» Brief
Please rewrite the data from the line containing "compact form (133,44)." through the end of the data, requests included, scaling every coordinate in the answers by 1.85 and rounding to whole numbers with halves rounded up. Keep the numbers in the requests unchanged, and leave out the pictures.

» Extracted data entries
==============================

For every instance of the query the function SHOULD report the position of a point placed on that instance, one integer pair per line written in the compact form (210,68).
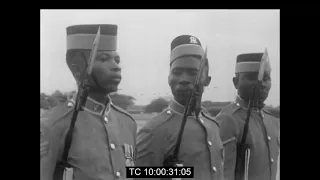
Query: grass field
(141,119)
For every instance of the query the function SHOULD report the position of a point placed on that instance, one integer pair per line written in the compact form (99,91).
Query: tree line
(127,102)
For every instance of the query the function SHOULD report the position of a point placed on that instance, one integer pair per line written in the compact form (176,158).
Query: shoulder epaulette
(159,119)
(55,114)
(121,111)
(269,112)
(210,117)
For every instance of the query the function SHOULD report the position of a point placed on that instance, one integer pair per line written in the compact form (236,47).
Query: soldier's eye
(193,72)
(104,57)
(266,78)
(176,71)
(117,59)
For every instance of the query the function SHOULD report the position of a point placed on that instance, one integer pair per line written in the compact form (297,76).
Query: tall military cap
(185,45)
(80,40)
(250,62)
(81,37)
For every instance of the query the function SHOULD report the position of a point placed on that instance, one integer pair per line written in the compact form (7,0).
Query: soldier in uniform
(104,135)
(263,136)
(201,146)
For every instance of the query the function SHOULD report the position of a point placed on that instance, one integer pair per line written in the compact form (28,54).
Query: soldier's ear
(207,81)
(235,82)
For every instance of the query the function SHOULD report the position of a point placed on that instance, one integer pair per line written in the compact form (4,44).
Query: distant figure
(104,137)
(263,137)
(201,146)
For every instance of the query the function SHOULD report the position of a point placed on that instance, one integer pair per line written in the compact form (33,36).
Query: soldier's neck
(100,97)
(181,102)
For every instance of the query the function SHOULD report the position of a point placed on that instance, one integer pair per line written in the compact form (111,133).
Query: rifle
(243,150)
(194,104)
(64,170)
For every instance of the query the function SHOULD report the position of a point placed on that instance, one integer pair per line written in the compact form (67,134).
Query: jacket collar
(241,103)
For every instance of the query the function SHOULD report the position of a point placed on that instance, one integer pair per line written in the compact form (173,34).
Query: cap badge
(193,40)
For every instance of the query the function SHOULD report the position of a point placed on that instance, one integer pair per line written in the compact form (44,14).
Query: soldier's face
(245,81)
(183,73)
(106,70)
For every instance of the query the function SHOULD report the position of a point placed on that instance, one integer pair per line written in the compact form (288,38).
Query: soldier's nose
(183,82)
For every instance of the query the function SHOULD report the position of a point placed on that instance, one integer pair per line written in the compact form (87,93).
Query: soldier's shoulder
(207,116)
(122,111)
(269,112)
(160,119)
(55,115)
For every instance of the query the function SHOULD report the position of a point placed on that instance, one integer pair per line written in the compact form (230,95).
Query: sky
(144,38)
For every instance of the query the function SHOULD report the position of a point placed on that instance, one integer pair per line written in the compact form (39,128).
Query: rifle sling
(68,138)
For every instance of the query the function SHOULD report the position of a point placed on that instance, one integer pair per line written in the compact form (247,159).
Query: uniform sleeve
(228,134)
(52,153)
(148,149)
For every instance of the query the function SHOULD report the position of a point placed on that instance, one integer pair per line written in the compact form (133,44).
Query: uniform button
(269,138)
(106,119)
(112,146)
(214,169)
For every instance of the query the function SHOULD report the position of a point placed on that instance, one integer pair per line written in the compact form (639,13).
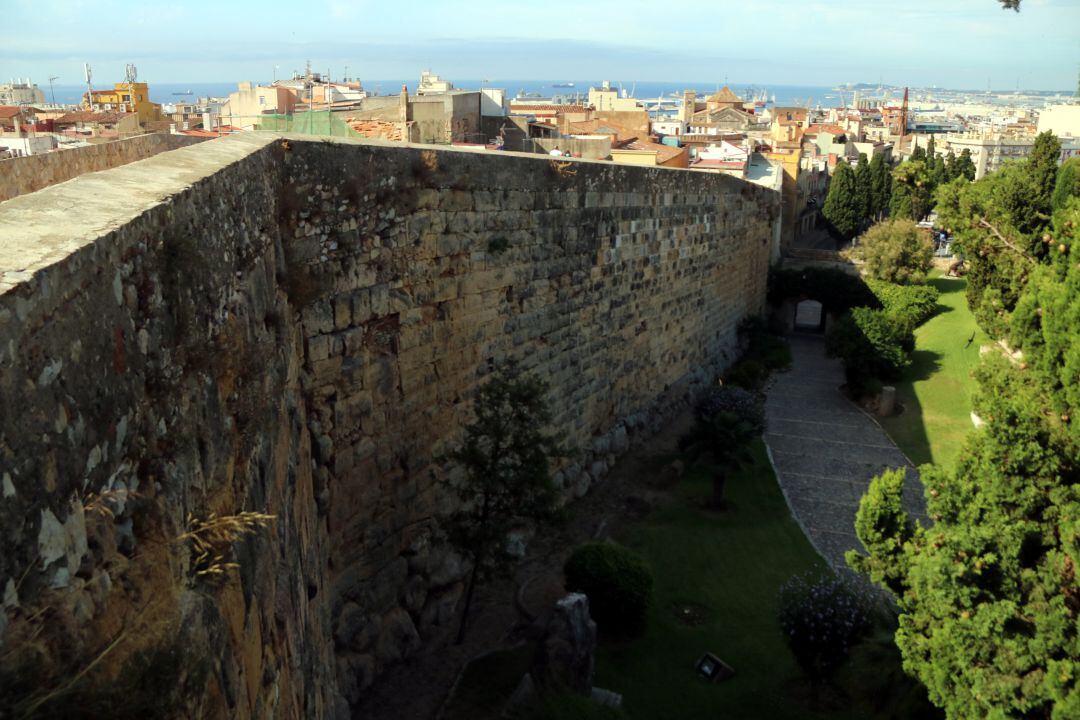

==============================

» The completed task
For every instance of the query the function SHOULD report the position of a point placed on that instance, one integer pair per line written in the compact form (133,44).
Query: uniform button
(498,255)
(196,220)
(207,270)
(396,313)
For every instance of the query the function SHOULD report the position of a point placed on that instance, one integer pair per line written in the compact form (639,13).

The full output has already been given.